Task 1 — In the CCP4 installation notes, what was the name of the latest CCP4 tarball at the time of writing?
Task 2 — Decide whether each statement agrees with the CCP4 installation notes. Answer yes or no and quote the deciding words. (a) The notes offer /opt/xtal as an example installation location. (b) The FC environment variable should be set to gfortran before sourcing install.sh. (c) On a machine with 1024x768 resolution, the Mosflm GUI will be too small for the screen.
Task 3 — Continue the CCP4 installation notes from the point where they stop.

Passage to read —
#####

These can be installed using YaST2.

You can then compile and install by sourcing the install.sh script in the CCP4 download archive after setting the FC environment variable to g77 (see the gfortran advice).

SuSE 9.1

(From Graeme Winter, July 2004)

Firstly, you need to ensure that you have the following packages installed - some will be there by default but I'm trying to cover all bases here!

That's all I can think of for the moment. You can use "yast" to install these (probably what I would do) or redhat-config-packages in the case of redhat linux.

Once you have these installed, download or get hold of the latest tarball of CCP4 (ccp4-5.0.1.tar.gz at the time of writing) and decide where you want this installed - for instance /opt/xtal

So, what next... we need to unpack the tarball in this directory:

tar xfz ccp4-5.0.1.tar.gz -C /opt/xtal

and then go in and make the changes to ccp4.setup as well documented elsewhere (I'm sure Peter can supply you with a link for this) The next stage is to decide where this is going to be running. If the machine is a laptop or PC with low-ish resolution (1024x768) the Mosflm GUI will be "too big" for the screen - but we can fix this!

#####

Collected material —
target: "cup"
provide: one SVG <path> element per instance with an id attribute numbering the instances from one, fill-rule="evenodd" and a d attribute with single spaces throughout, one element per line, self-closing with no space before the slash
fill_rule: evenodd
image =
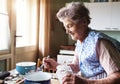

#####

Exercise output 1 — ccp4-5.0.1.tar.gz

Exercise output 2 —
(a) Yes: "decide where you want this installed - for instance /opt/xtal"
(b) No: "after setting the FC environment variable to g77"
(c) No: "the Mosflm GUI will be "too big" for the screen"

Exercise output 3 —
cd $CCP4/x-windows/Mosflm
./to_small.csh

Ok, assuming that this is all now sorted, to the "configure; make; make install dance":

cd $CCP4
./configure --with-x linux
make
make install

probably a good time for a cup of tea now.

Finally you`ll need to have tcl/tk/blt installed - there is a binary tarball on the CCP4 ftp site or CD which I use for this - just unpack this somewhere and set the appropriate pointer in ccp4.setup - I think that is something like CCP4_TCLTK.

SuSE 8.1

(January 2006)

The CCP4 6.0 binaries for linux are known not to work with glibc 2.2.5 which comes with this SuSE distribution. It is recommended that you install the suite from the source code if you are using SuSE 8.1.


Gentoo

See http://www.gentoo.org.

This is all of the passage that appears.